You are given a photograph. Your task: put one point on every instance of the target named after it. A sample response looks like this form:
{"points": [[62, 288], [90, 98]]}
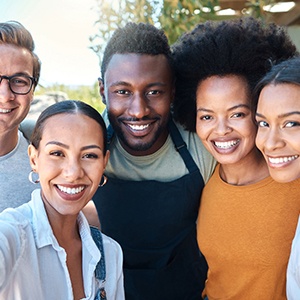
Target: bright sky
{"points": [[61, 30]]}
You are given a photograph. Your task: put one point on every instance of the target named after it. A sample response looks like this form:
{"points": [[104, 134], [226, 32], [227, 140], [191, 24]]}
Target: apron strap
{"points": [[181, 147], [100, 271]]}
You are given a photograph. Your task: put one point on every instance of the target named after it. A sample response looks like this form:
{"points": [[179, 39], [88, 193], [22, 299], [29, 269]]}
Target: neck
{"points": [[8, 141]]}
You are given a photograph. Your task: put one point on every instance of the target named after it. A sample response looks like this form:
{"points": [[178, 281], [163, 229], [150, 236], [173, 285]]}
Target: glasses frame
{"points": [[33, 80]]}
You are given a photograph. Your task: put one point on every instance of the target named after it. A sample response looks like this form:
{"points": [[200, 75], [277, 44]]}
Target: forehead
{"points": [[15, 59], [282, 97], [63, 126], [128, 67], [223, 91]]}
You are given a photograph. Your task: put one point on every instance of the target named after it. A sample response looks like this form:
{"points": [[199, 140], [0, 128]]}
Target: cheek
{"points": [[258, 140], [201, 130]]}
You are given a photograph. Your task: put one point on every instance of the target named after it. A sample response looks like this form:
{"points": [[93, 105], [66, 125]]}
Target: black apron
{"points": [[155, 224]]}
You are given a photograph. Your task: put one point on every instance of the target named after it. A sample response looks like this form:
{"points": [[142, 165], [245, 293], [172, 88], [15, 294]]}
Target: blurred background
{"points": [[70, 35]]}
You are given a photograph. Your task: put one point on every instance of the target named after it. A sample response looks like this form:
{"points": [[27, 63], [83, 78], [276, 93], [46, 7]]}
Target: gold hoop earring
{"points": [[103, 181], [30, 178]]}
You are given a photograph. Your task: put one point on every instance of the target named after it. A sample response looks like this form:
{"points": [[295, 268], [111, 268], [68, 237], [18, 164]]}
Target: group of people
{"points": [[192, 170]]}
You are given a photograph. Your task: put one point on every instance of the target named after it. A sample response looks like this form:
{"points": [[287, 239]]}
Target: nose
{"points": [[273, 140], [138, 107], [222, 127], [5, 93], [73, 170]]}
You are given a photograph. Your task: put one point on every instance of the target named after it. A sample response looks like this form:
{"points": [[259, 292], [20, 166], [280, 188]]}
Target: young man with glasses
{"points": [[19, 75]]}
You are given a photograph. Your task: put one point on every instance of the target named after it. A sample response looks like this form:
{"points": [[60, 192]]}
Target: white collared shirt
{"points": [[33, 265]]}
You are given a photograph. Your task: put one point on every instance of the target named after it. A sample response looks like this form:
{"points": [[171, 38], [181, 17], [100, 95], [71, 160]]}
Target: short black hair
{"points": [[245, 47], [136, 38], [67, 107]]}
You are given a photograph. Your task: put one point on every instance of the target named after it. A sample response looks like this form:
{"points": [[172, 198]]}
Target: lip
{"points": [[139, 128], [281, 161], [5, 111], [227, 146], [70, 192]]}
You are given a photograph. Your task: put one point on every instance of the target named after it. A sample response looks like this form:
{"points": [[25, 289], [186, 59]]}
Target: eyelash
{"points": [[87, 155]]}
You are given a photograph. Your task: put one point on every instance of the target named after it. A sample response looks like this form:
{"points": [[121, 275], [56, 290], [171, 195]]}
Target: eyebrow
{"points": [[117, 83], [282, 115], [230, 109], [67, 147]]}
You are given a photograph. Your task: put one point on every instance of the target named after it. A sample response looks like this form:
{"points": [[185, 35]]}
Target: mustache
{"points": [[122, 119]]}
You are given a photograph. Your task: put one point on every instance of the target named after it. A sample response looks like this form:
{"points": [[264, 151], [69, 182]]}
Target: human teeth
{"points": [[5, 111], [70, 191], [280, 160], [138, 127], [226, 145]]}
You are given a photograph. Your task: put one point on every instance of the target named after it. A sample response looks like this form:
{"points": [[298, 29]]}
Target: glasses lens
{"points": [[20, 84]]}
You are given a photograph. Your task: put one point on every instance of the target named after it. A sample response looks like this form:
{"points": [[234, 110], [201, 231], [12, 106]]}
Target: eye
{"points": [[292, 124], [262, 124], [122, 92], [20, 81], [205, 118], [238, 115], [56, 153], [154, 92], [90, 155]]}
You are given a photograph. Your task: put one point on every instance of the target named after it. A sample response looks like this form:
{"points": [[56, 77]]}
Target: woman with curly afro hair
{"points": [[246, 220]]}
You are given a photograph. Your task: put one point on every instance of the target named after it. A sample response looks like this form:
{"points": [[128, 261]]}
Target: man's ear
{"points": [[33, 154], [101, 90]]}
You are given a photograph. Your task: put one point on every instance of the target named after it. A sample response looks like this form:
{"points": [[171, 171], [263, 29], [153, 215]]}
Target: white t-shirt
{"points": [[33, 265], [15, 188]]}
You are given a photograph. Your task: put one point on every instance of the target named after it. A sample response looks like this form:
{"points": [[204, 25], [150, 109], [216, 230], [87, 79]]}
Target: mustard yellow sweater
{"points": [[245, 233]]}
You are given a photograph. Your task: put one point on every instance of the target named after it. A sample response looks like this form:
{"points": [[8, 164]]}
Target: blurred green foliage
{"points": [[173, 16], [87, 94]]}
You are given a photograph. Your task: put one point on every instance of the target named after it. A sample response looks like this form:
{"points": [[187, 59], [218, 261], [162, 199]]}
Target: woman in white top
{"points": [[278, 138], [46, 247]]}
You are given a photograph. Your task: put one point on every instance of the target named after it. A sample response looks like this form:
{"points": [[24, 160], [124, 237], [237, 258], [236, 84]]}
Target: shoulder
{"points": [[111, 243]]}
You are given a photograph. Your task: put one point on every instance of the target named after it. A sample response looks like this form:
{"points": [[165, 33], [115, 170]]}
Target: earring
{"points": [[30, 177], [103, 181]]}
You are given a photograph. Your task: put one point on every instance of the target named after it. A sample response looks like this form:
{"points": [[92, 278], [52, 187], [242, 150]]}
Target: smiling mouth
{"points": [[226, 145], [71, 191], [5, 111], [284, 159], [138, 127]]}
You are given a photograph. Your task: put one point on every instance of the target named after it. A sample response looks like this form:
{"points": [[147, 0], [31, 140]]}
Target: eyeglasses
{"points": [[19, 84]]}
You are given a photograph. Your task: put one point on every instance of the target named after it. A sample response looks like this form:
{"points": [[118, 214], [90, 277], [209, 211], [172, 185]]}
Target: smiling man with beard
{"points": [[156, 170]]}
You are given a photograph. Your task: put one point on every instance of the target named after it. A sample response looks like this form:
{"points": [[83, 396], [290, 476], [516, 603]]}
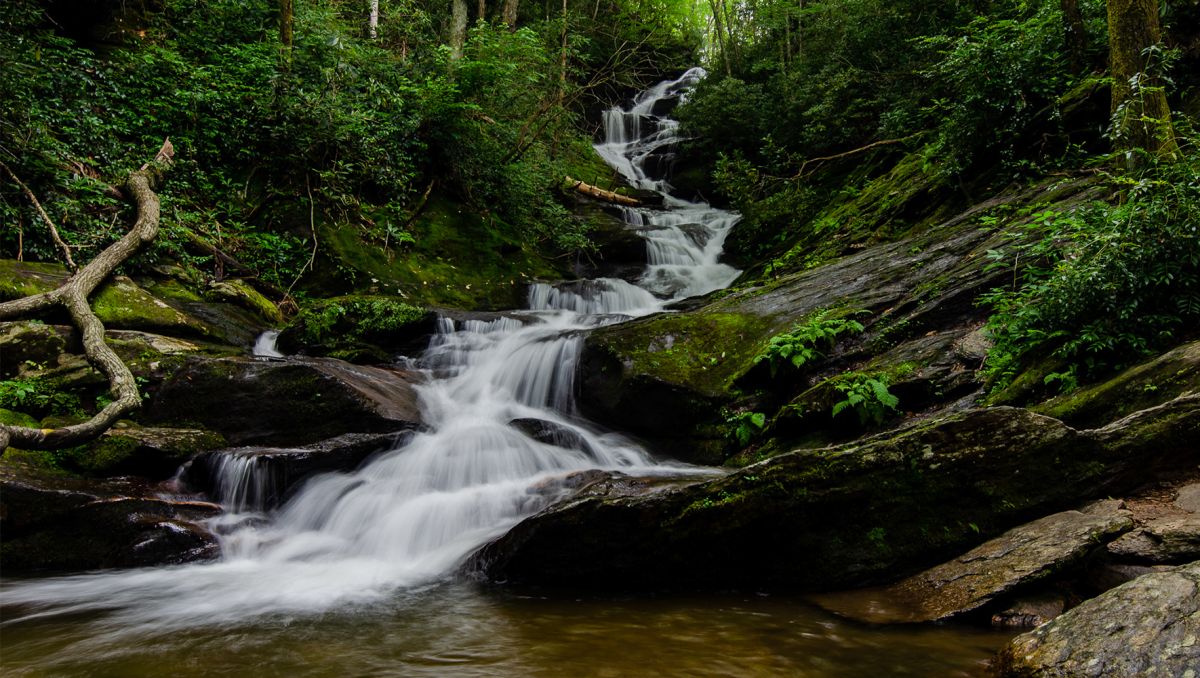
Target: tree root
{"points": [[73, 297]]}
==================================================
**Task goal**
Restate the whole of the material word for word without the pictures.

**Exercise result**
You are given a photograph. Your task: put one point on every instance of the target named after it. A sample response looks like this form:
{"points": [[62, 288], [90, 98]]}
Target: bright sky
{"points": [[61, 30]]}
You are given a photograph. Your task: put one point on every instance of the target named after it. A sample response looks like this form:
{"points": [[104, 134], [226, 32], [227, 140], [191, 24]]}
Target: apron strap
{"points": [[181, 147], [100, 271]]}
You are given a photograph. Your task: put one point on every instance of the target named after it. A sample response looks like this form:
{"points": [[179, 39], [88, 193], [22, 299], [29, 269]]}
Target: neck
{"points": [[8, 141]]}
You are given a photograph. Your task: put one point on every instance of the target named after it. A sample response looks like this form:
{"points": [[178, 281], [163, 229], [150, 236], [173, 285]]}
Target: glasses frame
{"points": [[33, 80]]}
You are given a photograph. Your task: put one point on every instance of the target named after it. A sample response looks like this form:
{"points": [[200, 75], [277, 44]]}
Target: forehead
{"points": [[15, 59], [282, 97], [63, 126], [128, 67], [223, 91]]}
You are given a photograph. Your task: put one point on every instance of the target named after it. A sample response looks like this form:
{"points": [[199, 140], [0, 128]]}
Target: cheek
{"points": [[258, 140], [201, 130]]}
You are given a photograph. Your task: put one point on every instance of the target named after it. A sample response looks like this form:
{"points": [[93, 105], [66, 125]]}
Target: black apron
{"points": [[155, 224]]}
You are given a photograph. Your task: put one point on every instance of the target named after it. A sample response looks like this form:
{"points": [[142, 165], [245, 293], [172, 88], [15, 294]]}
Target: blurred background
{"points": [[70, 35]]}
You are given a photograph. Your task: put one point on every instance of the target named after it. A sample response looks like this form:
{"points": [[27, 63], [83, 78], [276, 93], [46, 7]]}
Target: gold hoop earring
{"points": [[103, 181], [30, 178]]}
You are given a photograph. Your task: put one point on every instance of the target named after it. A sample response looks like this form:
{"points": [[295, 268], [111, 268], [68, 237], [18, 164]]}
Target: group of people
{"points": [[192, 170]]}
You are given a photograph. Your task: put one point on every instance of the target named after it. A sample response looks like this form:
{"points": [[287, 239]]}
Target: nose
{"points": [[273, 140], [138, 107], [222, 127], [5, 93], [73, 170]]}
You are given a photograph. Your task: put one point on every instance of the target named after it. A sample response looks like this form:
{"points": [[259, 292], [20, 166], [280, 188]]}
Target: young man with glasses
{"points": [[19, 75]]}
You are given a photograph. Your task: put one point on every instance of the target named after it. A sample response looks like this form:
{"points": [[60, 192]]}
Target: white collared shirt
{"points": [[33, 265]]}
You are given a photograph. Your task: put one point on every instance of the target named after it. A sample response looks like this form:
{"points": [[171, 38], [181, 17], [100, 95], [71, 160]]}
Target: short black hair
{"points": [[245, 47], [136, 38], [67, 107]]}
You are given a photograph. Your task: put one point on every instance of the target named after it. A sample response looks like this form:
{"points": [[172, 198]]}
Target: lip
{"points": [[139, 128], [281, 161], [5, 111], [227, 146], [70, 192]]}
You are given a photograph. Your task: put one point on every instance of the target named after it. A sample response looks like this form:
{"points": [[25, 289], [186, 59]]}
Target: eyelash
{"points": [[87, 155]]}
You are given a photograph. Your task: put one point on every instance of the target named after it. A sample response looks like this form:
{"points": [[121, 275], [56, 290], [171, 195]]}
Target: eyebrow
{"points": [[117, 83], [282, 115], [230, 109], [67, 147]]}
You are given a photograph. Your task: put one point on every instance of the target named after it. A sample response looks like this form:
{"points": [[185, 35]]}
Target: mustache
{"points": [[122, 119]]}
You are given a photograph. Your task: put one point on every instance of the target named after it. A sample response looks like this form:
{"points": [[264, 151], [69, 182]]}
Target: human teeth
{"points": [[5, 111], [70, 191], [280, 160], [138, 127], [226, 145]]}
You are given a photograph. Your task: put one point on every instance of the target named after it. A sample response looks like this form:
{"points": [[298, 29]]}
Target: glasses lens
{"points": [[20, 84]]}
You are given a photograph. Your task: put one point on every instance of the target named after it. A sample response looks like this form:
{"points": [[234, 110], [201, 231], [12, 106]]}
Target: eye
{"points": [[292, 124], [262, 124], [122, 92], [20, 81], [205, 118], [238, 115], [56, 153], [154, 92], [90, 155]]}
You are given a photograph. Your task: put one point on every instance of the target named after it. A sample response looks like this form:
{"points": [[56, 77]]}
Target: woman with curly afro hair
{"points": [[246, 220]]}
You are given a photograph. Your task: put one point on every instance of the target named after it. A sample response looks like this form:
{"points": [[128, 261]]}
Target: man's ear
{"points": [[33, 154], [101, 90]]}
You are given a photograph. Your task: put one point on every instance of the target named after it. A sample response looks like this form:
{"points": [[171, 171], [263, 29], [153, 215]]}
Target: white t-shirt
{"points": [[33, 265], [15, 188]]}
You are given a photograph. Your task: put one point on every instance of the target named after it. A sample response looks like this form:
{"points": [[204, 25], [150, 109], [216, 230], [87, 79]]}
Target: mustard yellow sweater
{"points": [[245, 233]]}
You are given a photograph. Your task: put one point on every instance of the target named after it. A sample response looks like this form:
{"points": [[8, 164]]}
Target: blurred green foliage
{"points": [[173, 16], [87, 94]]}
You are given a photograph. Your task: put one point on every instance of the target named after it. A sample response looks like this form:
{"points": [[187, 59], [218, 261], [162, 199]]}
Target: woman in white top
{"points": [[278, 138], [46, 247]]}
You are given a photograph. Your task: put one point on every instance of the target named after it. A sample response looks like this form:
{"points": [[24, 160], [124, 237], [237, 258], [236, 84]]}
Target: shoulder
{"points": [[111, 243]]}
You are given a photograph. Your task: put one point on every instance of the target named after it. A sample response looks like this form:
{"points": [[165, 33], [115, 170]]}
Target: earring
{"points": [[30, 177], [103, 181]]}
You are given a photograph. Your task: put one point on every instance of the target named after it. A sample response looks like this form:
{"points": [[92, 278], [52, 187], [242, 150]]}
Target: smiling mouth
{"points": [[226, 145], [71, 191], [5, 111], [284, 159], [138, 127]]}
You are given a photograph. Your task: put one point on every instance of the target named after it. A sample response looks like this form:
{"points": [[147, 0], [31, 140]]}
Target: eyeglasses
{"points": [[19, 84]]}
You are given a photograph. Your task: put one point on every instance of the target named after it. A sample response looks like this form:
{"points": [[118, 214], [90, 277], [209, 211], [172, 185]]}
Target: smiling man with beard
{"points": [[156, 170]]}
You are given a photograph. Your task: put one point on every instance of the target named after it. A sample response looks like this form:
{"points": [[83, 396], [290, 476], [516, 603]]}
Target: tree root
{"points": [[73, 297]]}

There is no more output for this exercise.